## Exercise
Nothing left out, nothing added: return the full set of records.

## Entries provided

-*-*-

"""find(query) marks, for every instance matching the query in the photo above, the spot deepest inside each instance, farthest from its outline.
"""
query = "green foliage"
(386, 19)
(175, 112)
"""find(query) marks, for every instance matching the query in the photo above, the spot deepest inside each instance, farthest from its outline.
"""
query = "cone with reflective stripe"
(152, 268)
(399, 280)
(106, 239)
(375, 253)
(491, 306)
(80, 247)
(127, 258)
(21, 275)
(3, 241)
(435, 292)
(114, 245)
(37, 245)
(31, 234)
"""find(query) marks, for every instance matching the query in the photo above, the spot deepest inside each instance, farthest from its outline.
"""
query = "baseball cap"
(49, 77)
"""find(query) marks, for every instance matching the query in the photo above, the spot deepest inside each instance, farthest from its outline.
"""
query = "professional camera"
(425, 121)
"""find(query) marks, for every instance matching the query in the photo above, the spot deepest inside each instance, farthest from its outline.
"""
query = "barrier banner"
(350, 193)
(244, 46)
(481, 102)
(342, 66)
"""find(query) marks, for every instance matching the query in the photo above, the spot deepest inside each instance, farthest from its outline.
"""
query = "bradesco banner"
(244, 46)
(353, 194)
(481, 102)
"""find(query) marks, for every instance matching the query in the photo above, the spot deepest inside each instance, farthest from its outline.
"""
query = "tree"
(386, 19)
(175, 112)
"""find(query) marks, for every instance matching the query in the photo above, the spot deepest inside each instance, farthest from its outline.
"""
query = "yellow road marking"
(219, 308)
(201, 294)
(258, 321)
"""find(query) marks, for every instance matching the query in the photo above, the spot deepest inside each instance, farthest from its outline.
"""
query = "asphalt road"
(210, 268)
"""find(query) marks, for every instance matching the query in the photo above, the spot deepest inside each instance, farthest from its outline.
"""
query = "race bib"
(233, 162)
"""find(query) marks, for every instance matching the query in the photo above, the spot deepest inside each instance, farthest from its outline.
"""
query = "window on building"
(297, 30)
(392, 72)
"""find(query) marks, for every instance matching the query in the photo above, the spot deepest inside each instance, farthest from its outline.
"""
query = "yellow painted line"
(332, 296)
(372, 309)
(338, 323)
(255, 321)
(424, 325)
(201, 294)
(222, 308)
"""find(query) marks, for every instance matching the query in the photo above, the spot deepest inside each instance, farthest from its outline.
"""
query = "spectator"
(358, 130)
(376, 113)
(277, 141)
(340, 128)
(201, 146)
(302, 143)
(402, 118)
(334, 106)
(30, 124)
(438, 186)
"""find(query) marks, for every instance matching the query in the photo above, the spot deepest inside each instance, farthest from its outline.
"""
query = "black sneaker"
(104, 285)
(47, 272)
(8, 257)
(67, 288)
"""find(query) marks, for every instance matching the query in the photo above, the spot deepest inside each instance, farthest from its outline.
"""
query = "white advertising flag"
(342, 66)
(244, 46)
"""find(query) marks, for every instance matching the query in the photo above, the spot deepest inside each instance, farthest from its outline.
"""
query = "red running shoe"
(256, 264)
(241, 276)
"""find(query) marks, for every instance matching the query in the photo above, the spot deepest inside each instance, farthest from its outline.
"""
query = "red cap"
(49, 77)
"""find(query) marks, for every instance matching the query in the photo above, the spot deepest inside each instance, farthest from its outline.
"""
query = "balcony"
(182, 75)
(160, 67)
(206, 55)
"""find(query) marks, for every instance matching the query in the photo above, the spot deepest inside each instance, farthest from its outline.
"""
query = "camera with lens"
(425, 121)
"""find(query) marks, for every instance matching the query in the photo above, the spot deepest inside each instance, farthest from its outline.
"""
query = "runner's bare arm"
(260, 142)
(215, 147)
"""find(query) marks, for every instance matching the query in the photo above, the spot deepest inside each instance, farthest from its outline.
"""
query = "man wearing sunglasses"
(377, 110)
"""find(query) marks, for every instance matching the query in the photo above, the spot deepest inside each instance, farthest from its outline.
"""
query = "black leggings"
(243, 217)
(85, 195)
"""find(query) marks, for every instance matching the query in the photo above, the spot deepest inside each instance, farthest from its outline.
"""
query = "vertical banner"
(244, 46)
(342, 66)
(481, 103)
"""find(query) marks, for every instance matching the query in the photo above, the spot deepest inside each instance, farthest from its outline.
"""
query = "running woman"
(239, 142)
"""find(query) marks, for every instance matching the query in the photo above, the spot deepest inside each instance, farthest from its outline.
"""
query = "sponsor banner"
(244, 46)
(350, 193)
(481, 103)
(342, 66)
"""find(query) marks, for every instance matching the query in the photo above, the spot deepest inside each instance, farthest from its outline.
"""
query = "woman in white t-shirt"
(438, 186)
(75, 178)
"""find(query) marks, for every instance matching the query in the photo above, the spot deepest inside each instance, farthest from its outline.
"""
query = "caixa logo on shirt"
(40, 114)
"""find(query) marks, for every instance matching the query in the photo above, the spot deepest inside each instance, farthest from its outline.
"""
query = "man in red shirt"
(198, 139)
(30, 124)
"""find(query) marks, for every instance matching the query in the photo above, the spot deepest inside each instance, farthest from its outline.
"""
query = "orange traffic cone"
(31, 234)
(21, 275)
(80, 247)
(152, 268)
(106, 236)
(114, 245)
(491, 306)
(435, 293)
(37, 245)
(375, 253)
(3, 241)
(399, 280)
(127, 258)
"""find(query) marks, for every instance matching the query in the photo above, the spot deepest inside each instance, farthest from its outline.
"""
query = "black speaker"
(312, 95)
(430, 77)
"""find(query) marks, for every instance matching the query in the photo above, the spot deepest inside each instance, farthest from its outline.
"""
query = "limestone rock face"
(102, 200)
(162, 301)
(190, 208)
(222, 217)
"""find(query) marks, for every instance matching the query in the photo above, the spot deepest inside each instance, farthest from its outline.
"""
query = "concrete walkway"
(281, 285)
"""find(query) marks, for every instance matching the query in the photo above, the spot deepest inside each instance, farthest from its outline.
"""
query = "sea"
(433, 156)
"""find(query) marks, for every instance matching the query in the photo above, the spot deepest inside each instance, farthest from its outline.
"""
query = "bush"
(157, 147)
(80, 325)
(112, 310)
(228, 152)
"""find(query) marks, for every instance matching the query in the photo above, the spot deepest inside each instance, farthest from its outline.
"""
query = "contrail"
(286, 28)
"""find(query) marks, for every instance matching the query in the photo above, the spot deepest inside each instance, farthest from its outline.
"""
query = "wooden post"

-*-*-

## Answer to the exercise
"""find(query) marks, for every instance matching the query in the photo above, the spot deepest inside each instance, farthest from its outline.
"""
query = "green foliage"
(386, 19)
(175, 112)
"""find(query) marks, for every instance matching the query in the photo above, the spot deepest inside each instance, farthest from its outline.
"""
query = "cone with reflective stripe"
(152, 268)
(399, 280)
(106, 239)
(375, 253)
(491, 306)
(80, 247)
(127, 258)
(21, 275)
(3, 241)
(435, 292)
(114, 245)
(37, 245)
(31, 234)
"""find(query) marks, for every instance matching the query in the photo above, the spot deepest inside each instance, farthest from its outline.
"""
query = "baseball cap"
(49, 77)
"""find(query) marks, for every instance matching the query in the photo above, the spot deepest inside each instance, farthest from its outline.
"""
query = "professional camera"
(425, 121)
"""find(query) marks, for every instance matching the query in the photo above, the spot deepest inside each instance, farthest from its outline.
"""
query = "barrier banner"
(350, 193)
(244, 46)
(481, 102)
(342, 66)
"""find(query) marks, for every instance matching the query in the photo above, the spot deepest inside each instance, farthest from its outline.
"""
query = "bradesco banner"
(244, 46)
(353, 194)
(481, 102)
"""find(query) marks, for every instance matching the query in the photo above, the spot deepest inside each instance, farthest from its outline.
"""
query = "tree"
(386, 19)
(175, 112)
"""find(query) marks, for every instance matching the query in the photo above, the spot deepest inside each instance, farthest from its outline.
"""
query = "yellow road marking"
(219, 308)
(201, 294)
(258, 321)
"""find(query) marks, for every instance matching the query in the photo above, the spot deepest inside each instance, farthest from its outline.
"""
query = "asphalt road"
(210, 268)
"""find(query) marks, for every instance matching the query in the photo above, the spot deepest inside each instance, farthest from its outline.
"""
query = "race bib"
(233, 162)
"""find(query) marks, for every instance matching the query in the photo above, the spot deepest inside each instance, farthest from its outline.
"""
query = "window on building"
(297, 30)
(392, 72)
"""find(query) marks, for every instance matching the query in the photo above, the spot deepest inside each instance, farthest from its outline.
"""
query = "yellow painted line"
(332, 296)
(372, 309)
(338, 323)
(255, 321)
(424, 325)
(201, 294)
(222, 308)
"""find(query) marks, for every instance matching the query in the photo above, the spot deepest inside each instance, farthest from its outline.
"""
query = "spectator"
(358, 130)
(376, 113)
(277, 141)
(340, 128)
(201, 146)
(302, 143)
(402, 118)
(334, 106)
(30, 124)
(438, 186)
"""find(query) marks, for every instance matching the query in the photo above, the spot deepest inside each instance, farthest from its outline.
"""
query = "black sneaker"
(104, 285)
(47, 272)
(8, 257)
(67, 288)
"""find(query) marks, for every instance matching the query in the photo above, the spot deepest inside each instance, farthest from its outline.
"""
query = "white advertising flag"
(342, 66)
(244, 46)
"""find(query) marks, for every instance matching the query in the photo above, the spot deepest inside each instance, farthest from its outline.
"""
query = "red running shoe"
(256, 264)
(241, 276)
"""find(query) marks, for every instance matching the query in the photo above, the spot deepest inside each instance, farthest from its outline.
"""
query = "red cap"
(49, 77)
"""find(query) marks, for every instance matching the query in the photo above, the spot deepest inside each instance, farthest from its outline.
"""
query = "balcony"
(182, 75)
(160, 67)
(206, 55)
"""find(query) marks, for every instance matching the query in the photo above, the spot deepest inside each instance, farthest from its outline.
"""
query = "camera with lens"
(425, 121)
"""find(query) marks, for every instance matching the query in the photo above, the spot deepest inside each instance, farthest from its outline.
"""
query = "runner's bare arm"
(260, 142)
(215, 147)
"""find(query) marks, for every instance matching the query in the photo above, the spot deepest inside each instance, farthest from its outline.
"""
query = "man wearing sunglasses"
(377, 110)
"""find(query) marks, for every instance matching the query in the photo above, the spot deepest inside each instance, farthest from its outline.
"""
query = "black leggings"
(243, 217)
(85, 195)
"""find(query) marks, for every instance matching the query in the photo above, the spot deepest inside each instance, farthest from its outline.
"""
query = "vertical banner"
(244, 46)
(342, 66)
(481, 103)
"""find(query) marks, for every instance matching the query in the photo above, the spot deepest inside each instance, farthest from its outline.
"""
query = "running woman"
(239, 142)
"""find(query) marks, for every instance matching the query in the photo above, the spot deepest inside each instance, farthest from its outline.
"""
query = "sponsor banner"
(244, 46)
(350, 193)
(481, 103)
(342, 66)
"""find(query) marks, for every instance matching the query in the photo above, the spot deepest inside each instance, farthest from its outline.
"""
query = "woman in white t-shirt"
(438, 186)
(75, 178)
"""find(query) marks, for every instance matching the query in the photo above, the spot deepest inside each instance, farthest from its outline.
"""
query = "caixa logo on shirt"
(40, 114)
"""find(query) marks, for every instance matching the query in the photo above, the spot deepest inside each instance, farthest from its outline.
"""
query = "man in red shirt"
(198, 139)
(30, 124)
"""find(query) marks, for every instance matching the query in the photo above, the spot deepest inside each instance, farthest from its outline.
"""
query = "orange traffic cone"
(31, 234)
(21, 275)
(80, 247)
(152, 268)
(106, 236)
(114, 245)
(491, 306)
(435, 293)
(37, 245)
(375, 253)
(3, 241)
(399, 280)
(127, 258)
"""find(query) marks, for every instance matching the query in the photo above, the spot deepest inside each instance, farthest from its outline.
"""
query = "black speaker"
(312, 95)
(430, 77)
"""find(query) marks, for every instance matching the query in the photo above, the spot deepest inside each instance, farthest from its outline.
"""
query = "limestone rock face"
(102, 200)
(162, 301)
(190, 208)
(222, 217)
"""find(query) marks, for every instance matching the query in the photo above, the spot deepest inside each instance, farthest from its outline.
"""
query = "concrete walkway"
(281, 285)
"""find(query) marks, for every instance matching the query in the photo above, the spot deepest inside each instance, farthest from its outline.
"""
query = "sea"
(433, 156)
"""find(query) marks, for every instance matching the query in the photo above, the spot deepest inside each instance, farthest from its outline.
"""
query = "bush"
(157, 147)
(80, 325)
(112, 310)
(228, 152)
"""find(query) marks, for every instance matching the query in the photo above, the spot deepest inside each instance, farthest from its outline.
"""
query = "contrail"
(286, 28)
"""find(query) marks, for every instance matching the query in the photo above, the spot deepest inside each instance, farthest from its outline.
"""
query = "wooden post"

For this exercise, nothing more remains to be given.